Work task A:
In the ML News Monthly post, between how many languages can Facebook AI's M2M-100 model translate?
Work task B:
Summarize the ML News Monthly post in two sentences.
Work task C:
Continue the ML News Monthly post from the end of its deeplearning.ai panel section.

** Selected text follows **

I’m planning to start a new monthly summary post, detailing some of the most interesting things on Machine Learning I’ve found in the last month.
Welcome to the first edition of ML News Monthly – Oct 2020!!
Here are the key happenings this month in the Machine Learning field that I think are worth knowing about. 🕸
1. First, many-to-many multilingual model that translates 100×100 languages without relying on English data
Facebook AI is introducing, M2M-100 the first multilingual machine translation (MMT) model that translates between any pair of 100 languages without relying on English data. When translating, say, Chinese to French, previous best multilingual models train on Chinese to English and English to French, because English training data is the most widely available. This model directly trains on Chinese to French data to better preserve meaning.
2. Introducing spaCy v3.0 nightly
spaCy is releasing it’s new version – spaCy v3.0, with bunch of new features. It includes new transformer-based pipelines that get spaCy’s accuracy right up to the current state-of-the-art, and a new workflow system to help you take projects from prototype to production.
3. Python is Slowly Losing its Charm 🐍
Although Python dominates the fields of Data Science and Machine Learning, and, to some extent, Scientific and Mathematical computing, it does have its share of disadvantages when compared to newer languages like Julia, Swift and Java.
4. Biggest challenge in making ML work in the real world with Richard Socher
This is part of ML podcast by Weights & Biases.
In this podcast, Richard Socher, ex-Chief Scientist at Salesforce, talks about The AI Economist, NLP protein generation, and biggest challenges in making ML work in real word.
The AI Economist: Improving Equality and Productivity with AI-Driven Tax Policieshttps://arxiv.org/abs/2004.13332
ProGen: Language Modeling for Protein Generation: blog.einstein.ai/progen/
5. Break into NLP by deeplearning.ai
A panel of experts in the NLP field talk about their current projects, and the future of NLP and also provide career advice for ML practitioners or non-MLEs hoping to break into NLP.

** End of Selected text **
** Information shown follows **

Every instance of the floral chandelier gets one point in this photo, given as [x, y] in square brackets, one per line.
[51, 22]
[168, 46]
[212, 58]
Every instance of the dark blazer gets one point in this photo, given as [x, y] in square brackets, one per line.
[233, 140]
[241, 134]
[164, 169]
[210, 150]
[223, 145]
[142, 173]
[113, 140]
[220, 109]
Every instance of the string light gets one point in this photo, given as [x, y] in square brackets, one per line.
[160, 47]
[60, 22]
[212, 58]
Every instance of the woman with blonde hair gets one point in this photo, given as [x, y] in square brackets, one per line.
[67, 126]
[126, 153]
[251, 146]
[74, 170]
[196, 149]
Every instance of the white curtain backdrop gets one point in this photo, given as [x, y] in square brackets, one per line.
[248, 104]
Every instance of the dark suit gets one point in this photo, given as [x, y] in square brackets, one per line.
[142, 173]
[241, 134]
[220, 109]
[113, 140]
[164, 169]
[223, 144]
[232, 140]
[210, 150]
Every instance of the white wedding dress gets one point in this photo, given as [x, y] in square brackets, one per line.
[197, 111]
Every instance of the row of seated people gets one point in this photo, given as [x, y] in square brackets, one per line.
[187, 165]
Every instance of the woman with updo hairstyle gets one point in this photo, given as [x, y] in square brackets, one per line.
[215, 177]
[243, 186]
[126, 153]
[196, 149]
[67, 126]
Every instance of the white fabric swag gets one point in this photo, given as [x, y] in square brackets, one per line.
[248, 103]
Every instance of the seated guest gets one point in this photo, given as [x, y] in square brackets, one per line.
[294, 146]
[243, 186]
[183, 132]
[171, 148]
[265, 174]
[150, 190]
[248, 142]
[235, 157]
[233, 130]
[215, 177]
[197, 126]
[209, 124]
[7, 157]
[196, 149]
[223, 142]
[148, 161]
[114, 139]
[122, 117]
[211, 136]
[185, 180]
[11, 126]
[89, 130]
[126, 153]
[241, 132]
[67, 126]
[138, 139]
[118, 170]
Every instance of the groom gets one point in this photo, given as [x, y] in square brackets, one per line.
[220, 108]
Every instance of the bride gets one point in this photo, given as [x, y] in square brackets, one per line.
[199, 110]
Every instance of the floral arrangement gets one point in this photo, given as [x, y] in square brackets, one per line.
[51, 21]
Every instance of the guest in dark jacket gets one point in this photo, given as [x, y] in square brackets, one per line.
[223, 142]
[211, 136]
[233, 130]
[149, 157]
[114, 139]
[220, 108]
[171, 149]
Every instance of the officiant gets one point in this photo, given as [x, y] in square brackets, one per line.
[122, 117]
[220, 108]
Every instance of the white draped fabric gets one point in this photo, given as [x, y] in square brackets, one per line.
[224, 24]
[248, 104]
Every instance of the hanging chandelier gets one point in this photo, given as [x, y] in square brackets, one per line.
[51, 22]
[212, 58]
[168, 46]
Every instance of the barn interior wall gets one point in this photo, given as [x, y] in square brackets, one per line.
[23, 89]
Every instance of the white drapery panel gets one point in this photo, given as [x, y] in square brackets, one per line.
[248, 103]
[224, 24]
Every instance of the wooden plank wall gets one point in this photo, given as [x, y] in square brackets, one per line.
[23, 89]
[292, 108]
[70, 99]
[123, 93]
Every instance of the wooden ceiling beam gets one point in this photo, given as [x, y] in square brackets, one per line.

** End of Information shown **
** Information shown follows **

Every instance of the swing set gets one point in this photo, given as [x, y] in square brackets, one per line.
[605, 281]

** End of Information shown **
** Information shown follows **

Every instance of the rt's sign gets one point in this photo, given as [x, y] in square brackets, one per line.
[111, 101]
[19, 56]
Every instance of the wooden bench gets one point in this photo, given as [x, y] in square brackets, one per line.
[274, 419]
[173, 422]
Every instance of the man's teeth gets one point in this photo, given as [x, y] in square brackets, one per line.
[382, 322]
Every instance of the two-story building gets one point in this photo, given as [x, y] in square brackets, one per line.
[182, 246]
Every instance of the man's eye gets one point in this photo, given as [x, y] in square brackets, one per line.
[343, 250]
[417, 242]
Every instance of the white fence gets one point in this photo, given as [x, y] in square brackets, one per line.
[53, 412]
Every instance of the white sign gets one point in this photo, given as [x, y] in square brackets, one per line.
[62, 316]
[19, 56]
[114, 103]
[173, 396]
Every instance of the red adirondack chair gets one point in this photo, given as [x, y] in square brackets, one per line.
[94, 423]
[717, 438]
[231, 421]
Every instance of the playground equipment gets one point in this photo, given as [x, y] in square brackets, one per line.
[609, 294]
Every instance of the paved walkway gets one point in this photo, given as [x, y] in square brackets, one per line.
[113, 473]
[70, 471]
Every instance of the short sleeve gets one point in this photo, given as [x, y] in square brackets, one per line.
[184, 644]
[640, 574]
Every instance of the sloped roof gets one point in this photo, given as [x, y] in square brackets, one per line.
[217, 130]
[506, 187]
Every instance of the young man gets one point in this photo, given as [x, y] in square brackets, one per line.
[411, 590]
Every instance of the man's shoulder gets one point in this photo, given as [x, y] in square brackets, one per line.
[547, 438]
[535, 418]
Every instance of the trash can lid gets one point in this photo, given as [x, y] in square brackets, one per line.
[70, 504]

** End of Information shown **

Answer section A:
Any pair of 100 languages, without relying on English data.

Answer section B:
The post is the first edition of a planned monthly roundup of interesting machine learning news, covering October 2020. It highlights Facebook AI's M2M-100 translation model, the spaCy v3.0 nightly release, Python's disadvantages compared with newer languages, a Weights & Biases podcast with Richard Socher, and a deeplearning.ai expert panel on breaking into NLP.

Answer section C:
6. Advancing NLP with Efficient Projection-Based Model Architectures – Google Blog
Building on the success of PRADO, Google developed an improved NLP model, called pQRNN. This model is composed of three building blocks, a projection operator that converts tokens in text to a sequence of ternary vectors, a dense bottleneck layer and a stack of QRNN encoders.
pQRNN is able to achieve near BERT level performance with very less model parameters.
7. Advanced Natural Language Processing with Apache Spark NLP
This hands-on tutorial by David Talby, the CTO of John Snow labs, uses the open-source Spark NLP library to explore advanced NLP in Python.
8. Text Classification with NLP: Tf-Idf vs Word2Vec vs BERT
This post explains 3 different strategies for text multiclass classification: the old-fashioned Bag-of-Words (with Tf-Idf ), the famous Word Embedding (with Word2Vec), and the cutting edge Language models (with BERT).
9. Indic BERT
Indic bert is a multilingual ALBERT model that exclusively covers 12 major Indian languages. It is pre-trained on our novel corpus of around 9 billion tokens and evaluated on a set of diverse tasks. Indic-bert has around 10x fewer parameters than other popular publicly available multilingual models while it also achieves a performance on-par or better than these models.
10. Spotify Open-Sources Klio, An AI Framework For Next Generation Audio Algorithms
Klio is an ecosystem which allows developers to process audio files or any other binary files at any scale. Built by Spotify, Klio runs large-scale audio intelligence systems at the digital music platform and is used by teams of engineers and audio researchers to help develop and deploy next-generation audio algorithms.
Klio is built upon Apache Beam, and the jobs are opinionated data pipelines in Python. Tuned for audio and binary file processing, the goal of this framework is to create smarter data pipelines for audio.
That’s it !!
Let me know if I missed anything or if there’s anything you think should be included in a future post.